Texto fornecido:

Irresignado, o INSS recorreu alegando que deveria ser aplicada a parte final do §5º do art. 37 da CF/88, que prevê a imprescritibilidade do ressarcimento ao erário nos casos de dolo, fraude ou má-fé:

Art. 37 (...)

§ 5º A lei estabelecerá os prazos de prescrição para ilícitos praticados por qualquer agente, servidor ou não, que causem prejuízos ao erário, ressalvadas as respectivas ações de ressarcimento.

 

O STJ concordou com os argumentos do INSS? Essa pretensão é imprescritível como alegou a autarquia?

NÃO.

O Supremo Tribunal Federal, no julgamento do RE 669.069/MG, em sede de repercussão geral, definiu a tese de que:

É prescritível a ação de reparação de danos à Fazenda Pública decorrente de ilícito civil.

STF. Plenário. RE 669069/MG, Rel. Min Teori Zavascki, julgado em 03/02/2016 (Repercussão Geral – Tema 666).

 

Dito de outro modo, se o Poder Público sofreu um dano ao erário decorrente de um ilícito civil e deseja ser ressarcido, ele deverá ajuizar a ação no prazo prescricional previsto em lei. Não há que se falar em pretensão imprescritível.

Dados para análise:
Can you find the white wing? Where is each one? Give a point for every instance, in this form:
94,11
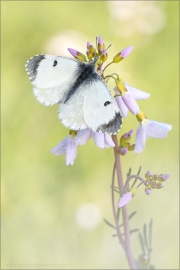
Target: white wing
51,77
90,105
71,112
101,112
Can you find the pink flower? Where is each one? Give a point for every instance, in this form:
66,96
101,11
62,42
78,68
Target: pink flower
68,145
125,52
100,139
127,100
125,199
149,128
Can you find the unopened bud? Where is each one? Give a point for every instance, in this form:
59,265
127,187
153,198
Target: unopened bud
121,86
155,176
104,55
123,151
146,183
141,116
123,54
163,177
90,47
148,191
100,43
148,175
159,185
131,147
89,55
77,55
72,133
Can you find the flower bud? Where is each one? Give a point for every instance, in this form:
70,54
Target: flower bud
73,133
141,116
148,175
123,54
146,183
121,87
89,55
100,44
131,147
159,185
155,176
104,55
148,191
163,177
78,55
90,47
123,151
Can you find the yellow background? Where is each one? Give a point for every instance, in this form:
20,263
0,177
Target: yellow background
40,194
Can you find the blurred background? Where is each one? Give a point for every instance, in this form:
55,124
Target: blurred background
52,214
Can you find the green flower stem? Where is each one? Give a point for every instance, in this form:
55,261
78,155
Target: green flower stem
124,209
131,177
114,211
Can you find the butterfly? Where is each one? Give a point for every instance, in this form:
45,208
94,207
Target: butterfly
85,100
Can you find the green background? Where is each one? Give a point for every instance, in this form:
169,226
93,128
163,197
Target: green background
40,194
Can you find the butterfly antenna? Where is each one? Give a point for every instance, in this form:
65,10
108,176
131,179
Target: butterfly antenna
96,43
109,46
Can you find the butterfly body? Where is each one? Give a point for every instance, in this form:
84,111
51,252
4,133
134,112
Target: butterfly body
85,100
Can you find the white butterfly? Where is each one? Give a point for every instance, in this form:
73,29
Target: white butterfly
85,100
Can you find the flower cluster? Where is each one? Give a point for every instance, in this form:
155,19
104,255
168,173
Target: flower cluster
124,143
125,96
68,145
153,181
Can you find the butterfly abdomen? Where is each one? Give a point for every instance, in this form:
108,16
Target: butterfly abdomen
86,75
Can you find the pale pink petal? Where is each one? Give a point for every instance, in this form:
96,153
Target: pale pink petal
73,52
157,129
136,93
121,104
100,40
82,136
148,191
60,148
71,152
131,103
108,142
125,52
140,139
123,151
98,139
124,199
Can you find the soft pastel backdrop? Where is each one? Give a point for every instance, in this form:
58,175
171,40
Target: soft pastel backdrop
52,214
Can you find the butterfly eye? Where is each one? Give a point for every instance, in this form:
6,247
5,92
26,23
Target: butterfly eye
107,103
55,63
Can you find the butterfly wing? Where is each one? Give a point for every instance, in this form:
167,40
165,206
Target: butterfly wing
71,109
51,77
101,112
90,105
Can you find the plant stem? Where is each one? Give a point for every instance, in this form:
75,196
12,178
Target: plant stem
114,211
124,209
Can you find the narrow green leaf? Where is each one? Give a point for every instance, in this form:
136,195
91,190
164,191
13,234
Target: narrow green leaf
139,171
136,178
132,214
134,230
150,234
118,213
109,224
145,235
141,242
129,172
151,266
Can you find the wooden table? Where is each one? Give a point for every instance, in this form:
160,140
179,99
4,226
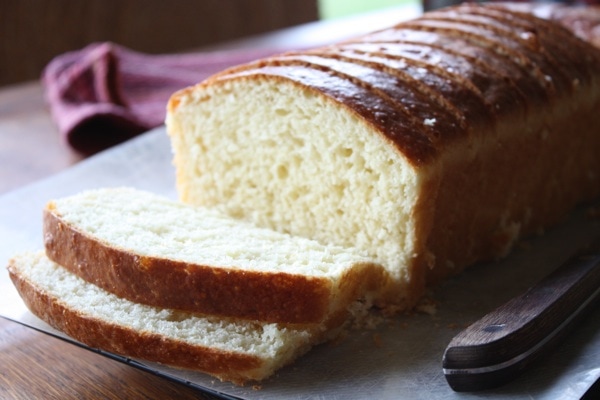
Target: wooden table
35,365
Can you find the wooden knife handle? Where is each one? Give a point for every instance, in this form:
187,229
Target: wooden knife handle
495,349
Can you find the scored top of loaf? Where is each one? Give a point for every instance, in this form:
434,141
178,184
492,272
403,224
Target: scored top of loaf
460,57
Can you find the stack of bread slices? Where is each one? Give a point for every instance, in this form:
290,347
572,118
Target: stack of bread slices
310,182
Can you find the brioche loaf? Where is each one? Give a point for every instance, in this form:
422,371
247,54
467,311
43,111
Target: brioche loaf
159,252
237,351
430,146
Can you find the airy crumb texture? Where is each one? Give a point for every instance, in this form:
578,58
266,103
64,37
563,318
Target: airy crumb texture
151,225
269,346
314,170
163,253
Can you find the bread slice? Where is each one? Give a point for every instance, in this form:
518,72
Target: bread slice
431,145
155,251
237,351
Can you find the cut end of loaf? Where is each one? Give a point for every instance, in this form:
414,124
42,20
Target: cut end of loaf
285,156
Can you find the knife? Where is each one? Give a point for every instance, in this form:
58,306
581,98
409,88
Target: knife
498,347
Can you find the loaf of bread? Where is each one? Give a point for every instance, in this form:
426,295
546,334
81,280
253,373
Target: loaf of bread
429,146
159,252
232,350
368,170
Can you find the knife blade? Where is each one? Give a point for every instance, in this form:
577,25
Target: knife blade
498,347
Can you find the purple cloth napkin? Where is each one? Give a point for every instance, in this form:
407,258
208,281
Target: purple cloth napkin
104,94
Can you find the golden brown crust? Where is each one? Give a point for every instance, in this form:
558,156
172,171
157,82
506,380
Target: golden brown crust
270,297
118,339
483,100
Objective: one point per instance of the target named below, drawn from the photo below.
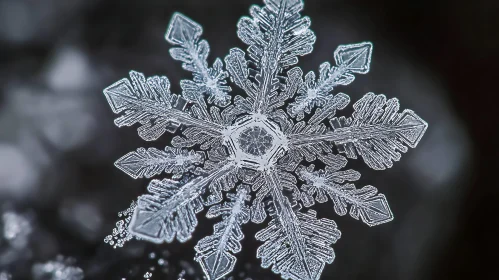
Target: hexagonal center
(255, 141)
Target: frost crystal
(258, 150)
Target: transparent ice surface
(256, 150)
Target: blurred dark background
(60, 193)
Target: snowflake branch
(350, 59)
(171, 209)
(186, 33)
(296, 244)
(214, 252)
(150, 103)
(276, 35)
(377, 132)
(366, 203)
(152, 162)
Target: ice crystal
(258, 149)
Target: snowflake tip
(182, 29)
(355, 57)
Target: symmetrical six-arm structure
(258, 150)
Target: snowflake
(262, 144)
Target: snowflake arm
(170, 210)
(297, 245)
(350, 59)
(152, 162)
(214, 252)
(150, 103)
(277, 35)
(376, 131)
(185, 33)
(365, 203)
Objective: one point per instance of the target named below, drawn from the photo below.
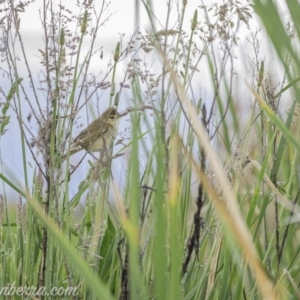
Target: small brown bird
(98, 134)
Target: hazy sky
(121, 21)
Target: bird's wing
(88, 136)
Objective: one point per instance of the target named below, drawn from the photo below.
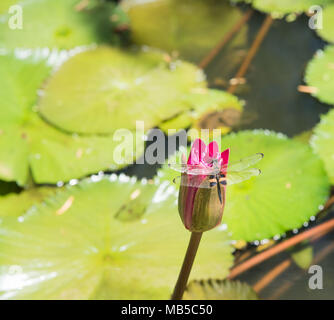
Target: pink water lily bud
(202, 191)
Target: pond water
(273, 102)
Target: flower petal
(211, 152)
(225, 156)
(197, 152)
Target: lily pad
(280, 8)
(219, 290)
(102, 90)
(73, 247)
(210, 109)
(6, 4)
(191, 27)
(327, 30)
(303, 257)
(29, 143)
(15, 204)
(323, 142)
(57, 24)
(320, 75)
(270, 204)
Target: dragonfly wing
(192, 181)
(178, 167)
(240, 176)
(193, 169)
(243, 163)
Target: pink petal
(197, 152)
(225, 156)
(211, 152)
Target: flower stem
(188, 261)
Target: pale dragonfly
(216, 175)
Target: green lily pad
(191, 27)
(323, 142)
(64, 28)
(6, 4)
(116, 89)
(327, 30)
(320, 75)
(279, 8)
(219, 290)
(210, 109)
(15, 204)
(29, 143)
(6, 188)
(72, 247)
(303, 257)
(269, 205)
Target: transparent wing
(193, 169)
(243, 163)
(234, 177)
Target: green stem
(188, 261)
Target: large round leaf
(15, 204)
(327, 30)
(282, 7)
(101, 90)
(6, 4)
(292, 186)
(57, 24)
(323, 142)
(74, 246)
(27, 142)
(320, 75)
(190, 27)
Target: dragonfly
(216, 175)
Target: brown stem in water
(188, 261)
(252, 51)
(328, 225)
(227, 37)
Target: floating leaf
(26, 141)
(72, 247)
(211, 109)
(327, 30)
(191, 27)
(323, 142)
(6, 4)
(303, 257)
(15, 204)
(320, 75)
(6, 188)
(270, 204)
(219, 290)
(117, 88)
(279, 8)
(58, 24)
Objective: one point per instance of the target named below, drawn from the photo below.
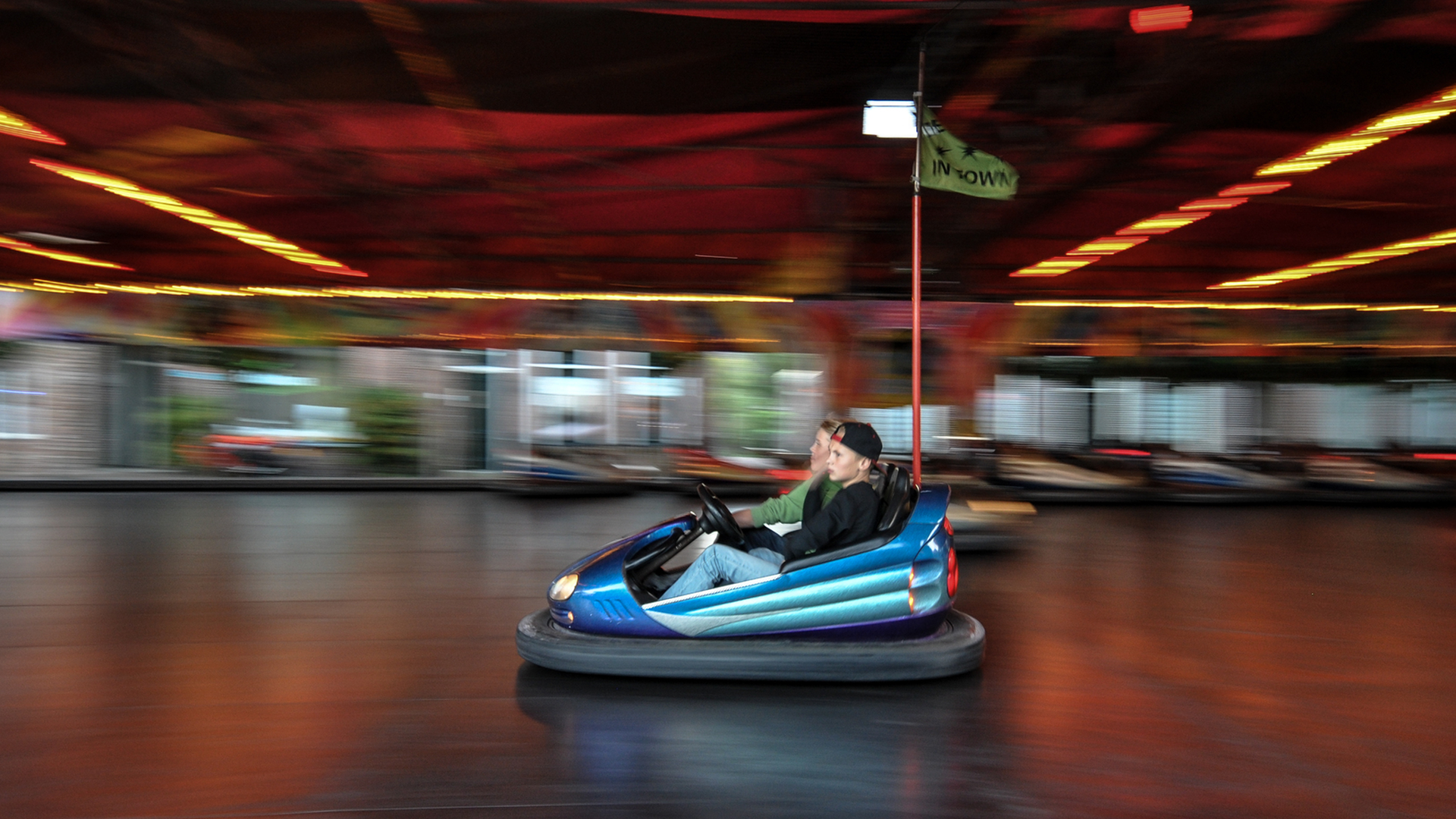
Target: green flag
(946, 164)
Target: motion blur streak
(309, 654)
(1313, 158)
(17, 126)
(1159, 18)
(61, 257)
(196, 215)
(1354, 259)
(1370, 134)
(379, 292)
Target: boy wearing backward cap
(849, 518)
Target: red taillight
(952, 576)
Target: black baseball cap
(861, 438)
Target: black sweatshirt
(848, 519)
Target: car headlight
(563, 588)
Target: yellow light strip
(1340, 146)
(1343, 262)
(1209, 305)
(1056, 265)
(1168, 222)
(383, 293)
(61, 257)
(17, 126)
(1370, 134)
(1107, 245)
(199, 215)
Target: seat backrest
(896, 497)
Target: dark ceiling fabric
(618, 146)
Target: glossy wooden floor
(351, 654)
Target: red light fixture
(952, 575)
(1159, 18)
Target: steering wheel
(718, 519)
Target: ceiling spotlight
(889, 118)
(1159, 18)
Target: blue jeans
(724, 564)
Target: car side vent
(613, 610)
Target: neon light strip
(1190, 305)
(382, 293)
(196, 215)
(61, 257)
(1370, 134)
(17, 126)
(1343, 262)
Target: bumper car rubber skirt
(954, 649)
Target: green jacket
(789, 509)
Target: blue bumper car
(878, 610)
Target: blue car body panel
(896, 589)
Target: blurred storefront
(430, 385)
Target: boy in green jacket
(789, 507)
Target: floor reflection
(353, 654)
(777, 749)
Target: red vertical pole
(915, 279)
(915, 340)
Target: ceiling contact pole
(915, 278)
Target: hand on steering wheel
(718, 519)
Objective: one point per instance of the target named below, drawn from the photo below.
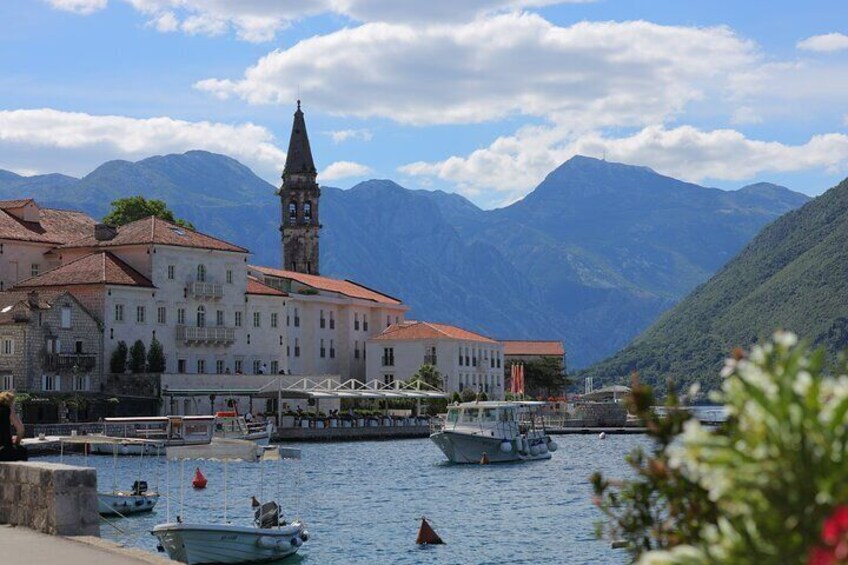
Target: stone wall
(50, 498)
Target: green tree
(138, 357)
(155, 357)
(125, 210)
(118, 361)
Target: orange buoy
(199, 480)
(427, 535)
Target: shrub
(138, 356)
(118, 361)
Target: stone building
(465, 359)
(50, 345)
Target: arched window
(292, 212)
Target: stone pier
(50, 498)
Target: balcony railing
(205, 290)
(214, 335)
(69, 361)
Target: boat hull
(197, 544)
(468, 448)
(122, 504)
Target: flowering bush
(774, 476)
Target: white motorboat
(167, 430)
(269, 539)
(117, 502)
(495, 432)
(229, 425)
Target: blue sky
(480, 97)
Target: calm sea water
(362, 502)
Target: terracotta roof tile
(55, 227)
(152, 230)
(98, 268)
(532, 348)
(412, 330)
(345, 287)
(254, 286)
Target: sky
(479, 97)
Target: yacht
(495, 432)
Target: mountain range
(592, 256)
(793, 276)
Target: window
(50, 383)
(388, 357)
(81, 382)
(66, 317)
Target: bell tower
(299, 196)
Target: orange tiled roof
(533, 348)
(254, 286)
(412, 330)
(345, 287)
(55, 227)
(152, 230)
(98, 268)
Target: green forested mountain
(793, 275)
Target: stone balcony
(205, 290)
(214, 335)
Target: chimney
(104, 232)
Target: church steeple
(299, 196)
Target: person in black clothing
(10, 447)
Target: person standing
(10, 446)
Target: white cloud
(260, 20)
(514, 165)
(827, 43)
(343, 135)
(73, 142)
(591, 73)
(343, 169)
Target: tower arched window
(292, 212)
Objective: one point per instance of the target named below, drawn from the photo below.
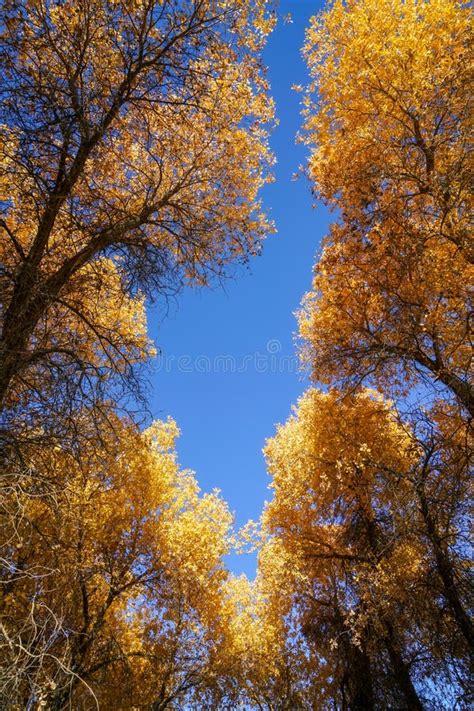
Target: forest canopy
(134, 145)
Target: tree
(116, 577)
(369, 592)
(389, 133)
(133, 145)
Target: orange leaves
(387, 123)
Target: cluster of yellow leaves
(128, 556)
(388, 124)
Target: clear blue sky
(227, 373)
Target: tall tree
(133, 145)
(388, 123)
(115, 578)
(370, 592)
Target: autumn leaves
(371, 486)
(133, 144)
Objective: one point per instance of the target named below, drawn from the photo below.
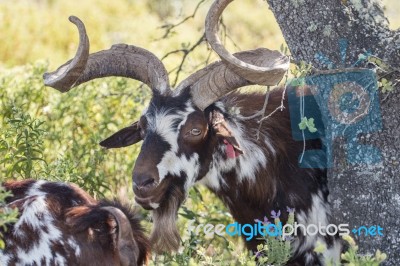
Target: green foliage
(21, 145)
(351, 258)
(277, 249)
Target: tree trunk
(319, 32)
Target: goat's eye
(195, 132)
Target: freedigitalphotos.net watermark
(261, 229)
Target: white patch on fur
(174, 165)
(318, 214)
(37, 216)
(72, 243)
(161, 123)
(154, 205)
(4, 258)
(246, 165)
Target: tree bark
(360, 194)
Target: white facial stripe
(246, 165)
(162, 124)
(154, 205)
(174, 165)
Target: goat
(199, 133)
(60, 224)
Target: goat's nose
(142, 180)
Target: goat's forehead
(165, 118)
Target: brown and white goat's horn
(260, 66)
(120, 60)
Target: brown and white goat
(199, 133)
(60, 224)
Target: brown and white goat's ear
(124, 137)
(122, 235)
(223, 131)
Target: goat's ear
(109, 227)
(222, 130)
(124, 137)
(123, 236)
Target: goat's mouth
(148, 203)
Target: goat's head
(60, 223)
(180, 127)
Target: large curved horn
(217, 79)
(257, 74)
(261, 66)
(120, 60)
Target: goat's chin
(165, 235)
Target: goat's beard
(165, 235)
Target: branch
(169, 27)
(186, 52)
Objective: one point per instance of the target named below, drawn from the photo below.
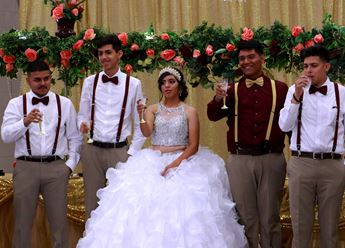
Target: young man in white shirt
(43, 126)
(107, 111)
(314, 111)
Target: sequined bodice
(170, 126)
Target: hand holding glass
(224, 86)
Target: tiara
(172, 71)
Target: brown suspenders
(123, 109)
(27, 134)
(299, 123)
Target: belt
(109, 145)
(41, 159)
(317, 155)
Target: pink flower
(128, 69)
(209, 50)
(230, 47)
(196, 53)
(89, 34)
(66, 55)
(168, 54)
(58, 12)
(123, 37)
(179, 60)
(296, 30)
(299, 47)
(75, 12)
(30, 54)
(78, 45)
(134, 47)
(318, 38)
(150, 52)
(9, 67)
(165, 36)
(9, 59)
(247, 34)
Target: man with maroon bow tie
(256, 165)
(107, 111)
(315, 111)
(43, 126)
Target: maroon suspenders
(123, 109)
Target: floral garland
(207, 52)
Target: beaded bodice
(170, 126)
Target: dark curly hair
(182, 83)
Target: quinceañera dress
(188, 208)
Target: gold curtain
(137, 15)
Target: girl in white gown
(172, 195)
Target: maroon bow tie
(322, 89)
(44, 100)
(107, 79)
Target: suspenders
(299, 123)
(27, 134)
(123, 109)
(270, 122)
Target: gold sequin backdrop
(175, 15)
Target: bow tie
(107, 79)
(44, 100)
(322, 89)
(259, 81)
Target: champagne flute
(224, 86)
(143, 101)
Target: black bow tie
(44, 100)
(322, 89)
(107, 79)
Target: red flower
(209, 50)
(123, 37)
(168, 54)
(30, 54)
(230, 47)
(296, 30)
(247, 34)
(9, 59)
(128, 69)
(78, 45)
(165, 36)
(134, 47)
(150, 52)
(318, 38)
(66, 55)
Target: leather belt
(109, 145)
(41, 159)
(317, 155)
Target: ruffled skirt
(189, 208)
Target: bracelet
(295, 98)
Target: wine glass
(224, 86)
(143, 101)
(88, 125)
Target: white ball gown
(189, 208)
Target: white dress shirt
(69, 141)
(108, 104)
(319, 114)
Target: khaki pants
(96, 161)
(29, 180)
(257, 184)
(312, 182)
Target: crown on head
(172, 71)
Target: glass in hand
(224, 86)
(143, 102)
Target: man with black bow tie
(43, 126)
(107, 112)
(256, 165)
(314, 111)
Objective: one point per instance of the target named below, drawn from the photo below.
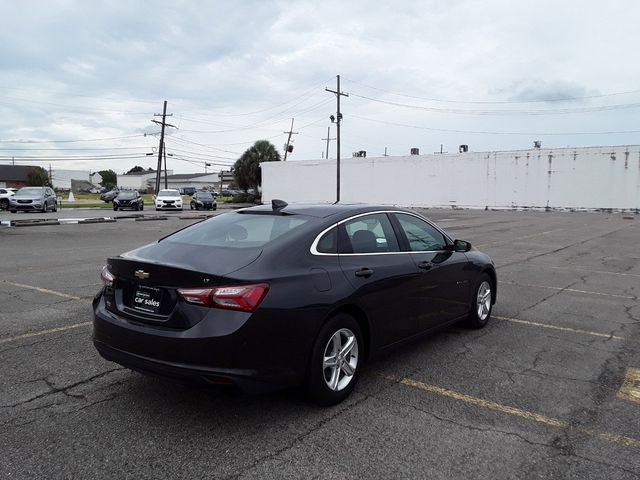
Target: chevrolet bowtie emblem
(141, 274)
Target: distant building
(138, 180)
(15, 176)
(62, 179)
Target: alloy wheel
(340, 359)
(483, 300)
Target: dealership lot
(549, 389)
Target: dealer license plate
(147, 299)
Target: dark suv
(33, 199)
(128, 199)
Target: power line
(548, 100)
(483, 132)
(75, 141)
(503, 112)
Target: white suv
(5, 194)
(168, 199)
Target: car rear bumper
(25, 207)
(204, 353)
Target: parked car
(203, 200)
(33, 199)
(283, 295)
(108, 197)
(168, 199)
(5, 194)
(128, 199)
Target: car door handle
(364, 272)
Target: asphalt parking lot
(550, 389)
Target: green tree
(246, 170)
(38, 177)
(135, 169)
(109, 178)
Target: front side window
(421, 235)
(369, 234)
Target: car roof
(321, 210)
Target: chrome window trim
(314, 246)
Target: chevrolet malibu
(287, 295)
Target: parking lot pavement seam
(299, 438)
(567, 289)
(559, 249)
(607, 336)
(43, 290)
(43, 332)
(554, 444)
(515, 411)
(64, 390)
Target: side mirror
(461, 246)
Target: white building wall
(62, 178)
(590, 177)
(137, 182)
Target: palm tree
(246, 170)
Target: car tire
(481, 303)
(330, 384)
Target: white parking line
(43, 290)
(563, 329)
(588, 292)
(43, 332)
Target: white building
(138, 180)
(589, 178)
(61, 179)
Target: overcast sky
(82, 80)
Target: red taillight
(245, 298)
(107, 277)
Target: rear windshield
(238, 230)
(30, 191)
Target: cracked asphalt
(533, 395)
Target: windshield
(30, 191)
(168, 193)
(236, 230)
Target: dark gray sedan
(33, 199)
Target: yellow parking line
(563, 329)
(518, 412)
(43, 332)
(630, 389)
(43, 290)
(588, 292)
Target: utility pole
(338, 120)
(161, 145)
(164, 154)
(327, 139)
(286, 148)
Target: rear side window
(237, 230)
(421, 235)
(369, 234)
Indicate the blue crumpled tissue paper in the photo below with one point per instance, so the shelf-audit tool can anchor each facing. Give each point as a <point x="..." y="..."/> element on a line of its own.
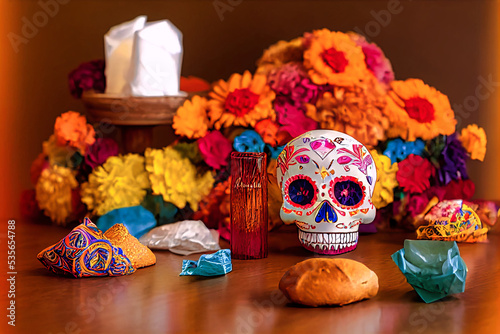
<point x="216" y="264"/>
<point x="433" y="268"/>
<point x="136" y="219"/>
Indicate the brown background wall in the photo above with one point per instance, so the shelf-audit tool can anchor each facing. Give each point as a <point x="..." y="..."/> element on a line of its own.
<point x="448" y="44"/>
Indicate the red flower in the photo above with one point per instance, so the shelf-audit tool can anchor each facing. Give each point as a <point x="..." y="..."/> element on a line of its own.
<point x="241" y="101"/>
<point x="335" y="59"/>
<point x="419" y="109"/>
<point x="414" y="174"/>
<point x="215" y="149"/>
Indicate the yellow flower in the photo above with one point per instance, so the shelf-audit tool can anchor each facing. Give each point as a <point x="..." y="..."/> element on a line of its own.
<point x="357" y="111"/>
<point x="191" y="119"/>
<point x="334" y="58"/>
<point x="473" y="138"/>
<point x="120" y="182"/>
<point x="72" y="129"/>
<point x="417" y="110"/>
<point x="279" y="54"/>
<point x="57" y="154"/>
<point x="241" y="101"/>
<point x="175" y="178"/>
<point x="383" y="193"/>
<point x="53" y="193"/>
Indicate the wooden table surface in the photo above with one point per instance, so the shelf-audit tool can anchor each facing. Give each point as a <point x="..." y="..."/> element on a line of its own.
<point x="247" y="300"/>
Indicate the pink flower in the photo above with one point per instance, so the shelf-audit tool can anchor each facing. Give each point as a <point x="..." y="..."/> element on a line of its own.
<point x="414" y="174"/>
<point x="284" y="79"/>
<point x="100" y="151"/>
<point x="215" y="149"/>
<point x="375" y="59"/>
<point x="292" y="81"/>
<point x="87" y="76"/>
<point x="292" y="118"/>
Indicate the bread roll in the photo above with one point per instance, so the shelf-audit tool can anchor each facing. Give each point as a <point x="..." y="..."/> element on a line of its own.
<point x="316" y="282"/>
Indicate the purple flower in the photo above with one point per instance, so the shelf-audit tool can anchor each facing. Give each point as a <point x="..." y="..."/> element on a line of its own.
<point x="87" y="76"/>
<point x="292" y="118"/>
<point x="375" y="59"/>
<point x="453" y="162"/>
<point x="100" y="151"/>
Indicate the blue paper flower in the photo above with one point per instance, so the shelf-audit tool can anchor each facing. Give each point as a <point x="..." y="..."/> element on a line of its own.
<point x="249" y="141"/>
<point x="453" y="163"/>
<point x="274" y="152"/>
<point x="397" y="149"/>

Tarefas e exercícios:
A. Reproduza a passagem do texto fornecido que começa nas palavras "Art. 37 (...)" e termina após "de ilícito civil.", substituindo "erário" por "patrimônio público".
B. Dê prosseguimento ao texto sobre a prescrição do ressarcimento ao erário, redigindo o trecho que viria após seu último parágrafo.

Problemas resolvidos:
A.
Art. 37 (...)

§ 5º A lei estabelecerá os prazos de prescrição para ilícitos praticados por qualquer agente, servidor ou não, que causem prejuízos ao patrimônio público, ressalvadas as respectivas ações de ressarcimento.

 

O STJ concordou com os argumentos do INSS? Essa pretensão é imprescritível como alegou a autarquia?

NÃO.

O Supremo Tribunal Federal, no julgamento do RE 669.069/MG, em sede de repercussão geral, definiu a tese de que:

É prescritível a ação de reparação de danos à Fazenda Pública decorrente de ilícito civil.

B.
Esse Tema 666 é aplicável ao caso dos autos, uma vez que não se trata de improbidade administrativa, tampouco há notícia de sentença criminal transitada em julgado em desfavor do réu, o que enseja o reconhecimento de ato ilícito civil e impõe o afastamento da tese de imprescritibilidade aventada pelo INSS.

Sobre o tema, o STJ entende que:

(i) configurada a má-fé do beneficiário no recebimento dos valores e

(ii) na ausência de prazo prescricional específico definido em lei, é aplicável o prazo disposto no art. 1º do Decreto 20.910/1932, em respeito aos princípios da isonomia e simetria.

 

A pretensão de ressarcimento de danos ao erário não decorrente de ato de improbidade, como é o caso dos autos, prescreve em cinco anos.

STJ. 2ª Turma. AgInt no REsp 1.835.383/RJ, Rel. Min. Francisco Falcão, julgado em 1/6/2021.

 

Aplica-se o prazo prescricional de 5 anos, nos termos do art. 1º do Decreto 20.910/1932, à ação de ressarcimento de benefício previdenciário pago indevidamente, quando comprovada a má-fé do beneficiário, em atenção aos princípios da isonomia e simetria.

STJ. 2ª Turma. AREsp 1.441.458/RS, Rel. Min. Mauro Campbell Marques, julgado em 20/10/2020.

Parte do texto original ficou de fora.